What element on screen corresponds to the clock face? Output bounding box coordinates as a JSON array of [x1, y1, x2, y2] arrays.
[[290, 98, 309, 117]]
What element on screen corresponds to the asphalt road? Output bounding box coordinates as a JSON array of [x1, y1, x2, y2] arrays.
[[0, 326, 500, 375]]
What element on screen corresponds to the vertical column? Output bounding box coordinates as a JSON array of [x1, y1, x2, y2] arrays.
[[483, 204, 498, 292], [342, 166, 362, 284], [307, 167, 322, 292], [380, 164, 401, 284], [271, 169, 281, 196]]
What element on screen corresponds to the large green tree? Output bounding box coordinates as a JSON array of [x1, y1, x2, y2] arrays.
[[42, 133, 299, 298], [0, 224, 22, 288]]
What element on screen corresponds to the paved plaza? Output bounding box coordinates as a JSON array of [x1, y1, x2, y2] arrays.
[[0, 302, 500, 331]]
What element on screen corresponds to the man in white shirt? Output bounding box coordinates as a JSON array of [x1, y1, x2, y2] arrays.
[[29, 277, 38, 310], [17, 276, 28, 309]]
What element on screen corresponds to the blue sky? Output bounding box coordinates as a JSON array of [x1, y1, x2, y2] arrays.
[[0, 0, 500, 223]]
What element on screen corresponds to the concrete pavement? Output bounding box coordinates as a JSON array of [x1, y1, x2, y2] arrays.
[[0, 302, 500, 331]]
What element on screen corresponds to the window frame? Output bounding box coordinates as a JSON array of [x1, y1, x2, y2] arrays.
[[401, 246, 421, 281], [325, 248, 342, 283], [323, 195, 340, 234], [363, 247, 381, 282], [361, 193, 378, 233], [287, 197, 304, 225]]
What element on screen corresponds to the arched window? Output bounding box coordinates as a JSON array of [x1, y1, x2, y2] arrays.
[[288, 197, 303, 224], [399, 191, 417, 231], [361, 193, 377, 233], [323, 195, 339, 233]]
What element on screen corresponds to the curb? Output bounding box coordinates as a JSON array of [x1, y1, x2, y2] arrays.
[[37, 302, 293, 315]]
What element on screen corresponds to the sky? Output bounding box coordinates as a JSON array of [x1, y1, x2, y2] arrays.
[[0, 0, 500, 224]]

### Stated task:
Can you rewrite the lines from the one with "What element on screen corresponds to the asphalt" up to and including the one with "[[0, 326, 500, 375]]", with every bounding box coordinate in the answers shifted by -80 and the requests kept as they are?

### Task result:
What element on screen corresponds to the asphalt road? Output bounding box coordinates as a JSON array of [x1, y1, x2, y2] arrays.
[[-80, 246, 420, 295]]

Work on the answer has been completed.